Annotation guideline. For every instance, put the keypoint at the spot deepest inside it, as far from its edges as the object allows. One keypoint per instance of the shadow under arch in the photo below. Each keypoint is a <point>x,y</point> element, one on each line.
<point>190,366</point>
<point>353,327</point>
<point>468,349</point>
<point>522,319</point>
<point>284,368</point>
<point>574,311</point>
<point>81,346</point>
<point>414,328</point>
========
• [Problem description]: Update the material above by replacing "shadow under arch" with "patch of shade beneath an arch", and leave every other word unchanged.

• [Output of the exercise]:
Annotation guideline. For every instance, put the keypoint at the spot deepest inside it, as far from its edges as the object allows. One keypoint per instance of the patch of shade beneath an arch in the photo below. Each keypoint is a <point>x,y</point> element, one on each line.
<point>190,366</point>
<point>353,327</point>
<point>468,349</point>
<point>522,319</point>
<point>284,368</point>
<point>574,311</point>
<point>81,346</point>
<point>414,328</point>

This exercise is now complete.